-- Start RECORDS TO USE --

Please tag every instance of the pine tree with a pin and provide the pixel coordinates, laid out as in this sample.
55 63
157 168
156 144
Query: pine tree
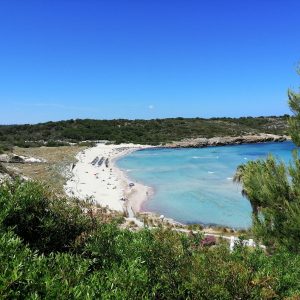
273 190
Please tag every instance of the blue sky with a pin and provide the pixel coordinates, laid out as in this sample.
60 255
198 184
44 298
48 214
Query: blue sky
63 59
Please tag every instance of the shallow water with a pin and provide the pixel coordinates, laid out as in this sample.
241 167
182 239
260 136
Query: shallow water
195 185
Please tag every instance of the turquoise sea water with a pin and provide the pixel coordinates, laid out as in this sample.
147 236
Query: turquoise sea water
195 185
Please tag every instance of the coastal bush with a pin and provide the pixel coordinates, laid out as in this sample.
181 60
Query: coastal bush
47 254
156 131
273 190
46 222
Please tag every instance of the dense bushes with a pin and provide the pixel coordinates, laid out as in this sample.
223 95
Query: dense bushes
154 132
51 249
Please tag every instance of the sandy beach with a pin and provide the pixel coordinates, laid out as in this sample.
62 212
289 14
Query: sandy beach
95 175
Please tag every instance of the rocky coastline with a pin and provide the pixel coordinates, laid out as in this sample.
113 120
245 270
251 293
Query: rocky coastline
227 140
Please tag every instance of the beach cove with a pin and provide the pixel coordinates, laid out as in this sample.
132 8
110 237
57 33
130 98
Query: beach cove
190 185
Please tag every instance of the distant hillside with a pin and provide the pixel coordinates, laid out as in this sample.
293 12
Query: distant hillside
154 131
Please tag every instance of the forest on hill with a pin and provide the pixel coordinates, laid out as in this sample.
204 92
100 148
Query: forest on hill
156 131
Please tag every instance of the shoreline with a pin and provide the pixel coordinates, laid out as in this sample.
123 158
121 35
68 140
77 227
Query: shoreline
109 185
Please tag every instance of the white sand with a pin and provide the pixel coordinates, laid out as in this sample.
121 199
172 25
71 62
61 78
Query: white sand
107 185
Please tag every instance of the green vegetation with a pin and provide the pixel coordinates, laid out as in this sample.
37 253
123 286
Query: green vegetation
273 190
54 248
137 131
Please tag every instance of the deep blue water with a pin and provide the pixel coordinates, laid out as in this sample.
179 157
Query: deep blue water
195 185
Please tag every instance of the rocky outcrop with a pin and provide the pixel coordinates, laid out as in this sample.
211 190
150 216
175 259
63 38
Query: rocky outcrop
227 140
13 158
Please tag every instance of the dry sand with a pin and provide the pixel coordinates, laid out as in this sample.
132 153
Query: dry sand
107 185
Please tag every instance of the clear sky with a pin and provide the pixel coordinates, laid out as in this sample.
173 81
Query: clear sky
63 59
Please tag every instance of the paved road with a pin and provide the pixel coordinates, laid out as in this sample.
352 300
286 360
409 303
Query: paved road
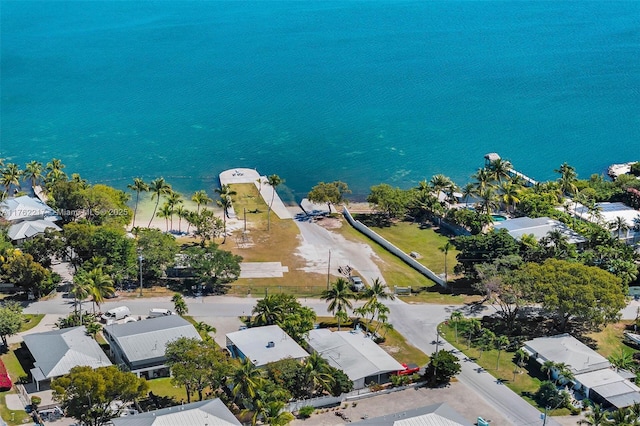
416 322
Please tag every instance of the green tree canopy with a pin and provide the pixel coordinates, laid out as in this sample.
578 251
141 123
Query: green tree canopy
574 291
87 395
10 320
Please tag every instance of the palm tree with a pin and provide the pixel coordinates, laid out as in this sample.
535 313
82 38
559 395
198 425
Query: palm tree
225 203
486 341
247 380
339 297
93 328
174 199
80 291
101 285
181 212
473 326
179 305
510 194
445 249
619 224
548 367
201 199
137 186
33 172
165 212
501 343
455 318
158 187
274 181
10 176
469 190
273 414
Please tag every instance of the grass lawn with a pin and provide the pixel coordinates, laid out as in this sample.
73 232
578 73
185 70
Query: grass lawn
524 384
396 272
30 321
410 237
15 371
395 344
610 340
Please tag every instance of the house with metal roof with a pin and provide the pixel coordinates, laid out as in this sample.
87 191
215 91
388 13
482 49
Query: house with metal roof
56 352
262 345
593 375
140 346
210 412
539 227
27 217
431 415
354 353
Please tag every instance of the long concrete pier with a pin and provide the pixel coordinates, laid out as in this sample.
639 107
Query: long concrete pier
528 182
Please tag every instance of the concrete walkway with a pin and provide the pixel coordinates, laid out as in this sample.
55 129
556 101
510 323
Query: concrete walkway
267 192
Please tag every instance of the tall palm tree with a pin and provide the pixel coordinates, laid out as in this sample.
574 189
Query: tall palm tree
33 172
501 343
548 367
101 285
247 380
181 212
10 176
137 186
158 187
225 203
339 297
174 199
619 224
201 199
445 249
510 194
469 190
274 181
165 212
455 318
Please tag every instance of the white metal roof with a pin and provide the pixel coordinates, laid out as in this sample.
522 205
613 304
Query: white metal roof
538 227
30 228
56 352
147 339
254 344
566 348
26 208
352 352
431 415
209 412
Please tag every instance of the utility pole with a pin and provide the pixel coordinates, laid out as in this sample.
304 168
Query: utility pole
140 259
329 269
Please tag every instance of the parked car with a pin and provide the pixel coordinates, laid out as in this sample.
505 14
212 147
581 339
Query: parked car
116 314
356 283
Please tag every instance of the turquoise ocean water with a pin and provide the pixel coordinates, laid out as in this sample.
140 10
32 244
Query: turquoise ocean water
365 92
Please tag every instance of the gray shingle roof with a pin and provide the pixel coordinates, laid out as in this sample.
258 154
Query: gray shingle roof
352 352
58 351
146 339
209 412
254 344
431 415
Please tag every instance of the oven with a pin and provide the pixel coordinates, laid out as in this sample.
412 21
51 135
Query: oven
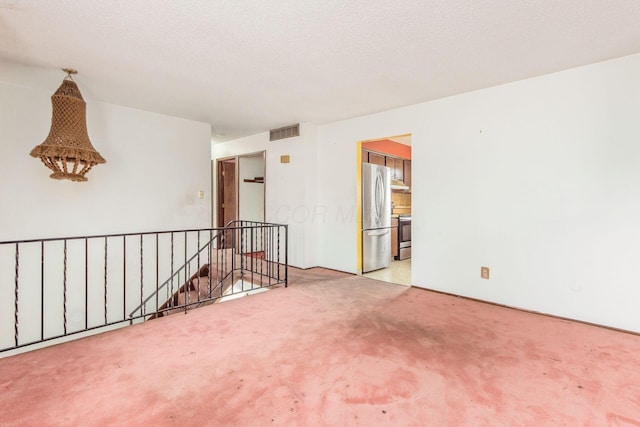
404 237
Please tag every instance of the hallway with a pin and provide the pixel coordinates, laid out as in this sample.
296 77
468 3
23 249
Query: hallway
333 349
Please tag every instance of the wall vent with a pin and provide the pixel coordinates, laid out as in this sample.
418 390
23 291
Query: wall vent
285 132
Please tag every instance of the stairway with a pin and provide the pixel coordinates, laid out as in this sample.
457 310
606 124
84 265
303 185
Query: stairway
198 292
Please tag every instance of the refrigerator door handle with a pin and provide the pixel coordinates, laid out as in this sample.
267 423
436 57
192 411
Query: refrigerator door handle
380 232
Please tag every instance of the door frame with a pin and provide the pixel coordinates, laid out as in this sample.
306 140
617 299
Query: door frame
217 202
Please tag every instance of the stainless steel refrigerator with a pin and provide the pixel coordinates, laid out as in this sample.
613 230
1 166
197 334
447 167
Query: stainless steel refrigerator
376 217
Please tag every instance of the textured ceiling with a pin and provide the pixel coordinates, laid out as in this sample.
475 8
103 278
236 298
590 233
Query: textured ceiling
247 66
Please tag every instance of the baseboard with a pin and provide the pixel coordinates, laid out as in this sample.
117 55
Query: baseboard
584 322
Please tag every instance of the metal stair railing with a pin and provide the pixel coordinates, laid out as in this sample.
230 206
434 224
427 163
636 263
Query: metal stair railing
57 287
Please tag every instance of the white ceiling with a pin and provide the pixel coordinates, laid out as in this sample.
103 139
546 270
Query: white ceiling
247 66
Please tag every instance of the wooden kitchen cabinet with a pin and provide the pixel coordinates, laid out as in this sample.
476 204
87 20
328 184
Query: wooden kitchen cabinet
407 172
394 238
397 167
376 159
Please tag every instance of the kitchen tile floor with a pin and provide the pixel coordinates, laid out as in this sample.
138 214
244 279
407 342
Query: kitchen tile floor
398 272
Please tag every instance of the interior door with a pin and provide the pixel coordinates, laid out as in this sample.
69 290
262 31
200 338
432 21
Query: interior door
227 196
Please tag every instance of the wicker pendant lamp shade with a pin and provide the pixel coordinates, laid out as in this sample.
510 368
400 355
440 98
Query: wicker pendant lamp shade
67 150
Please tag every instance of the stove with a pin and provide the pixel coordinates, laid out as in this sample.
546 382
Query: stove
404 237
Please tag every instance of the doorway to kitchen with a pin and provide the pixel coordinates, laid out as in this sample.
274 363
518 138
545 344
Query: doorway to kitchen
389 240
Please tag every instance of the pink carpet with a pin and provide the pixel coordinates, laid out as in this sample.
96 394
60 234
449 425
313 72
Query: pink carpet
331 350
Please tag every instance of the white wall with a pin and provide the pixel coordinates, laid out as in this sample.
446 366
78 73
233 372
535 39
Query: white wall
155 167
538 179
290 187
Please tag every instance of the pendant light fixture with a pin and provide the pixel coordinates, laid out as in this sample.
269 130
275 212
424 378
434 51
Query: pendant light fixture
67 150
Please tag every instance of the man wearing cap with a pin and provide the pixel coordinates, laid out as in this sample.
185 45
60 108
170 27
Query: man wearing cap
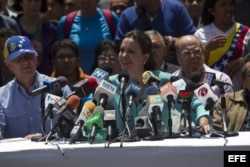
20 112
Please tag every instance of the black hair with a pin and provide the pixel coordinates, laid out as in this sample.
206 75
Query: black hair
17 7
103 46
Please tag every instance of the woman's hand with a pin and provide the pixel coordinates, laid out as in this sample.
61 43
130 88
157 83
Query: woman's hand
233 67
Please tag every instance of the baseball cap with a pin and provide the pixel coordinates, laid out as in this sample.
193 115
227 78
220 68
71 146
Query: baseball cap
17 45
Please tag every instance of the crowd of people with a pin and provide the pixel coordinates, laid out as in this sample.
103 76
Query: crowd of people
45 39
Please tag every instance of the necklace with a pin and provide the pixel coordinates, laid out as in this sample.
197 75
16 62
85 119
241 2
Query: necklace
152 15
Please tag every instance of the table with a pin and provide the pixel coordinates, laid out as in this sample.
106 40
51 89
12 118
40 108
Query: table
178 152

-- End RECORDS TO USE --

TASK OBJECTIVE: Rewrite the listing from the line with "Please tag every instance of the white wall" through the end, changing "pixel coordinates" to "image coordinates" and keeping everything else the same. Leave the pictures out of your answer.

SOLUTION FOR THIS PROBLEM:
Please tag every instance of the white wall with a pin and provide the image coordinates, laid out as in this sample.
446 366
78 73
233 372
535 39
Query: white wall
155 167
538 179
290 187
Please tag every instance of the pendant light fixture with a pin and provide the image coordinates, laid out as in this sample.
269 130
275 212
424 378
434 51
Query: pendant light fixture
67 150
Please tag every instance of the man wearing cap with a pin and provide the image coordinates, laid out as in this sample.
185 45
60 108
170 27
Query: man wearing cap
20 112
Please tag every instance of the black hair with a pin and provide the image coordinates, laid out as in this sample.
206 75
Query: black hair
17 7
103 46
Please tag every instance of the woman's hand with a pin and provide the image coordinates, laid out as in this sample.
61 43
130 88
157 83
Query: woman's hand
233 67
Please tag every instance of the baseball cap with a pin and provide the image coordinates, laid out as in this sample.
193 115
227 78
220 68
71 146
Query: baseball cap
17 45
Please tag every instance of the crowd of people with a pin and provide the image coordinates, laid out as in this sample.
103 76
Query: crowd of people
45 39
Please tag every instance of the necklace with a pin and provide the image coordinates, laid out as in this sample.
197 75
16 62
85 119
241 2
Query: necklace
152 15
Please tag every instance of the table with a pin and provide the image coordinates, laid out as in this sample.
106 40
51 89
12 118
40 108
Query: table
178 152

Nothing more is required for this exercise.